*Document*:

[START]

Our list of 10 Classic Movies that all Catholics should see:
There are a lot of good movies out there, with high production quality and deep messages, though perhaps not as many as we would like.
Once in a while, a film will come along that manages to introduce us to key aspects of faith, allowing us to glimpse timeless truths through the language of cinema. These movies become windows to the essentials; they give color, sound and voice to that which is invisible to the eye, yet is fundamental to understanding the Christian life.
1. Babette’s Feast (1987):
Babette’s Feast is a Danish drama (and is one of Pope Francis’s favorites!). The story –which takes place in a remote coastal village– seems simple but it holds deep analogies to Christianity. It is a great virtue of this film that it shows us, with subtle beauty, that which operates underneath the surface is something much deeper, and, in the end, is nothing else but the Grace of God that transforms and opens hearts to Him. Simple, sensible human experiences, like a dinner party, remind and reawaken people who’ve grown weary, that life is beautiful. In Babette’s Feast, an authentic feast of joy, each guest will discover a deeper sense of life, full of beauty and truth.
2. The Mission (1986):
A great film whose revolves around a Jesuit mission in Paraguay, this story tells a profound message of forgiveness and reconciliation, as well as painting a vivid picture of the work of missionaries in 18th Century South America. The film portrays the awesomeness of human potential, love of God and neighbor, virtue and redemption, but it does not shy away from darker facets of man’s heart. Composer Ennio Morricone’s musical score to The Misison is itself a masterpiece.
3. Of Gods and Men (2010):
This film relates the true story of a community of Trappist monks in Algeria, seven of whom were who were assassinated during the Algerian Civil War of 1996. The movie is not an over-sentimentalized tribute to the courage of seven men, nor is it a tale of resignation to unfortunate events. Rather, it is the opposite, a spark of hope that enlightens a world full of hate and violence, and it is precisely because the story of these men is also a call for decisive action, even when this means choosing, for love of God, to trust Him absolutely.
4. Ben-Hur (1959):
This classic film is a production that leads us to meet the historical figure of Jesus. We follow Ben-Hur on his epic journey from nobility to slavery in the galleys, from servant to liberty as adopted son of a wealthy Roman, from triumph and acclaim to suffering and despair of his loved ones, and we meet with another person that seems to accompany him from a distance: Jesus Christ. Ben-Hur is always a man on a quest, and his heart will be restless until it reaches what he really craves: the face of Christ.
5. It’s a Wonderful Life (1946):
Another classic film set during the Christmas season. This film makes us understand the value of honest service to others, and reminds us to measure our actions not by their immediate results but instead by their permanent effects. “No man is a failure who has friends,” says Clarence. Neither can the man or woman who loves and is loved be deemed a failure. At the end of the movie, while the bells of the church ring and the birth of the Lord is celebrated, who came not to seek His own glory, but to do good and be of service to humanity, the despair of the protagonist becomes joy and closeness to all those around him, and the voices rise, no longer in pleas for help, but in song, rejoicing in the glory of God’s birth at Christmas.

[END]

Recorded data
[START]

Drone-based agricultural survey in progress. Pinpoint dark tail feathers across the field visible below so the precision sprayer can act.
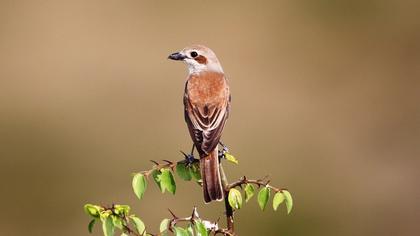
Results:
[200,147,223,203]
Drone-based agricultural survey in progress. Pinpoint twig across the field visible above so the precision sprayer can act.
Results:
[219,164,235,235]
[225,176,287,192]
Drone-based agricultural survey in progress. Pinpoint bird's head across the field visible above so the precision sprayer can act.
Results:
[168,45,223,74]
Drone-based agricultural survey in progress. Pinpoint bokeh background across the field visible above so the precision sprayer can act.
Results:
[0,0,420,236]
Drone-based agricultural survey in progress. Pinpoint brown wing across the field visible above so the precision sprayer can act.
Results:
[184,73,230,155]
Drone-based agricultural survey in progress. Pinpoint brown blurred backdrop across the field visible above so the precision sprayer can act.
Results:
[0,0,420,236]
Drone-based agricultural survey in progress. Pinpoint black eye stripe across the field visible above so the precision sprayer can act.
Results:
[191,51,198,58]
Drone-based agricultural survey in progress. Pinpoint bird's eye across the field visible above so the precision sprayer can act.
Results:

[END]

*Exercise directions*: In the movie list, why are certain films called "windows to the essentials"? Explain in one to three sentences.

*Exercise result*: They give color, sound and voice to what is invisible to the eye yet fundamental to understanding the Christian life. Such films introduce key aspects of faith and let viewers glimpse timeless truths through the language of cinema.